Exercise prompt: Output each entry exactly; skip nothing.

↓↓↓

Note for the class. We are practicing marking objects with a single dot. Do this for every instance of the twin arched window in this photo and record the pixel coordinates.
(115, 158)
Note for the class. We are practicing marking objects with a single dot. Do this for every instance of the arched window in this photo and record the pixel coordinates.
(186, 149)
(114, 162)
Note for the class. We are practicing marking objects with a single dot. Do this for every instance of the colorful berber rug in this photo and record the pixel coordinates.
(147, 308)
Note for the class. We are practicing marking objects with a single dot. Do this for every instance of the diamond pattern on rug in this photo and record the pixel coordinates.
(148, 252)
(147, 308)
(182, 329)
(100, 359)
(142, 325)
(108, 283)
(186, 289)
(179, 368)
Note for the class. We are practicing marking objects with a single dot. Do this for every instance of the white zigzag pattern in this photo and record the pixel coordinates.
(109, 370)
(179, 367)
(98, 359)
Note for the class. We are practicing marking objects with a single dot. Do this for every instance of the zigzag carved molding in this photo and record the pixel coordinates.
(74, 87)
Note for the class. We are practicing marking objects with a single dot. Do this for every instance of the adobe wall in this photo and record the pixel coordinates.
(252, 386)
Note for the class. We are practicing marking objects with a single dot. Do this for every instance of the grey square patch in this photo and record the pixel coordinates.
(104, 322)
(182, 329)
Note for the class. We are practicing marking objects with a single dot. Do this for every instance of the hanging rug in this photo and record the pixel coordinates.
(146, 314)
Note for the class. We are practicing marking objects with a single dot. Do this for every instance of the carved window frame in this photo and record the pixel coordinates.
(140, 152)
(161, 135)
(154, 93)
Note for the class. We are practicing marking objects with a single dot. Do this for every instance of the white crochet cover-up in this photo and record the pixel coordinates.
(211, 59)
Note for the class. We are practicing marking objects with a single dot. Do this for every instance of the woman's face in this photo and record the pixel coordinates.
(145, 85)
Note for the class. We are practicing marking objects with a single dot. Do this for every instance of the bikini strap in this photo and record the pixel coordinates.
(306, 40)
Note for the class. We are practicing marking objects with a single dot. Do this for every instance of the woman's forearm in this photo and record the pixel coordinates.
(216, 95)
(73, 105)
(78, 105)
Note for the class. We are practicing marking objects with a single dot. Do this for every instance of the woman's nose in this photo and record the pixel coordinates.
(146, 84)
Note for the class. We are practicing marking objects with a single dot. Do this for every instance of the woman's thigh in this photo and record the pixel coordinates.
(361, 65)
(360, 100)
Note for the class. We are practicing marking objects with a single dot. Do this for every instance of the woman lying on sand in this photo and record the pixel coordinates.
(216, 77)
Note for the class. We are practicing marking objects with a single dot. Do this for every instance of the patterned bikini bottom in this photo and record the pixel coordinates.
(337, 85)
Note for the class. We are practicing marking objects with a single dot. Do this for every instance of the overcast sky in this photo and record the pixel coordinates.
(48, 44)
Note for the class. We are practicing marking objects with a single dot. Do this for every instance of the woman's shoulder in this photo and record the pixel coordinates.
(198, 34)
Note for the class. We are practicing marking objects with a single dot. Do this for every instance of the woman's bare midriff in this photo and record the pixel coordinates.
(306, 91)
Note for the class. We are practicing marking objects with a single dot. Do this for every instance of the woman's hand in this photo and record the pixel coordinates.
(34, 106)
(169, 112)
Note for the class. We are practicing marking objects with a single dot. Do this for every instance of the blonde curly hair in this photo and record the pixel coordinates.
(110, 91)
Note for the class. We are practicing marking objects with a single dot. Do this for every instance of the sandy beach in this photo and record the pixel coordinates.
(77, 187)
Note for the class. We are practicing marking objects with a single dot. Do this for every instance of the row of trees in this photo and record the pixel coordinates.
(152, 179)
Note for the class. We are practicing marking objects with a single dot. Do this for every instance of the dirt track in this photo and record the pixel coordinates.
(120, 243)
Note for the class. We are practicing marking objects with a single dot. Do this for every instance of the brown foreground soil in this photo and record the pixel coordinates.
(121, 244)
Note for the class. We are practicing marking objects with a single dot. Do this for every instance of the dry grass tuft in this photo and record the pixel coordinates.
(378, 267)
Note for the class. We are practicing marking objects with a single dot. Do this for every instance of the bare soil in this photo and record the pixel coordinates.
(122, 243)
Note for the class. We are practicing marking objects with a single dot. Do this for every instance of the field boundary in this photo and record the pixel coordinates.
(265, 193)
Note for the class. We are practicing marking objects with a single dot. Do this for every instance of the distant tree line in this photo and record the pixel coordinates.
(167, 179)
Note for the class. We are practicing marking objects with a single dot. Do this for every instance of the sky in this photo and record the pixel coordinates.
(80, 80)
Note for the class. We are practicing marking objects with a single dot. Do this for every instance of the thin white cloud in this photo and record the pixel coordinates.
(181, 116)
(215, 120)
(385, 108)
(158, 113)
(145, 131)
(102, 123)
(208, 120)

↑↑↑

Worked answer:
Note for the class. We are practicing marking objects with a single dot. Do this for every instance of the twin arched window in this photo and record the pixel coordinates.
(115, 158)
Note for the class. We are practicing marking objects with a single dot. Do this for every instance of the arched window in this photo and record the pixel coordinates.
(186, 149)
(114, 162)
Note for the class. We are practicing marking objects with a single dot. Do this for every instance of the colorful berber rug in this photo and record the pixel coordinates.
(147, 308)
Note for the class. We are practicing marking objects with a single dot. Do this for every instance of the diamond pattern on rug in this photo and record the pixel coordinates.
(148, 252)
(147, 308)
(182, 329)
(100, 359)
(142, 325)
(108, 283)
(186, 289)
(179, 368)
Note for the class. We are practicing marking objects with a single dot. Do this for every instance of the white zigzag pattern in this photo and record the pixel coordinates.
(109, 370)
(179, 367)
(98, 359)
Note for the class. We are practicing marking objects with a single dot. Do this for every instance of the zigzag carved molding in this photo and record the pixel coordinates.
(74, 87)
Note for the class. We are practicing marking objects with a single dot. Do this for every instance of the adobe wall in this photo and record the pixel coordinates.
(252, 386)
Note for the class. We are practicing marking objects with a single dot. Do this for every instance of the grey square patch in this photo and record the pixel coordinates.
(104, 322)
(182, 329)
Note for the class. We are practicing marking objects with a single dot. Do this for every instance of the hanging rug in this photo and record the pixel coordinates.
(146, 314)
Note for the class. We are practicing marking objects with a single dot. Do this for every instance of the carved window frame in this photo and record the pixel coordinates.
(140, 152)
(161, 135)
(154, 93)
Note for the class. We are practicing marking objects with a single dot. Do this for every instance of the white crochet cover-up in this photo and record the pixel coordinates.
(211, 59)
Note for the class. We are practicing marking objects with a single dot. Do this for every instance of the woman's face in this photo and record the pixel coordinates.
(145, 85)
Note for the class. We are practicing marking objects with a single dot. Do this for every instance of the bikini strap in this photo and record the pixel coordinates.
(306, 40)
Note for the class. We are practicing marking objects with a single dot. Do this for every instance of the woman's forearm in this photo and record the pixel coordinates.
(216, 95)
(73, 105)
(78, 105)
Note for the class. We are practicing marking objects with a single dot. Do this for every instance of the woman's nose in this photo and record the pixel coordinates.
(146, 84)
Note for the class. We are practicing marking objects with a single dot. Do this for every instance of the woman's thigh in this photo and record the pixel coordinates.
(361, 65)
(360, 100)
Note for the class. We are practicing marking objects with a single dot. Do this for every instance of the woman lying on sand in this photo and record the pixel coordinates.
(216, 77)
Note for the class. We are practicing marking objects with a single dot. Do this for every instance of the patterned bikini bottom in this photo and record the pixel coordinates.
(337, 85)
Note for the class. We are practicing marking objects with a single dot. Do this for every instance of the overcast sky in this photo and record the pixel coordinates.
(48, 44)
Note for the class. We are practicing marking objects with a single dot. Do this for every instance of the woman's shoulder in this photo and record the pixel coordinates.
(198, 34)
Note for the class. We are practicing marking objects with a single dot. Do this for every instance of the woman's bare midriff in this photo and record the pixel coordinates.
(306, 91)
Note for the class. We are practicing marking objects with a single dot. Do this for every instance of the woman's hand in this photo and record the pixel coordinates.
(34, 106)
(169, 112)
Note for the class. We are practicing marking objects with a single dot. Do this for every instance of the blonde curly hair in this photo and record the pixel coordinates.
(110, 91)
Note for the class. We are practicing marking objects with a single dot. Do this for every instance of the sandy beach in this photo and record the pixel coordinates.
(77, 187)
Note for the class. We are practicing marking objects with a single dot. Do this for every instance of the row of trees in this photo and record the pixel coordinates.
(152, 179)
Note for the class. We are practicing marking objects with a single dot. Do this for every instance of the dirt track in this photo and record the pixel coordinates.
(120, 243)
Note for the class. We are practicing marking objects with a single dot. Do this for every instance of the brown foreground soil in this photo and record the pixel coordinates.
(121, 244)
Note for the class. We are practicing marking objects with a single dot. Do this for every instance of the dry grass tuft in this photo and record the pixel coordinates.
(378, 267)
Note for the class. We are practicing marking objects with a single dot. Do this for every instance of the bare soil in this photo and record the pixel coordinates.
(122, 243)
Note for the class. We are practicing marking objects with a single dot. Do this for every instance of the field boundary in this photo and record the pixel coordinates.
(265, 193)
Note for the class. We are practicing marking objects with a single dot. Do this for every instance of the distant tree line in this photo and record the pixel coordinates.
(167, 179)
Note for the class. We are practicing marking objects with a single dot. Do this for every instance of the sky in this photo and record the pixel coordinates.
(80, 80)
Note for the class. We are practicing marking objects with a single dot. Do this for every instance of the thin white cloud in this photo and record the pixel coordinates.
(181, 116)
(215, 120)
(385, 108)
(158, 113)
(145, 131)
(102, 123)
(208, 120)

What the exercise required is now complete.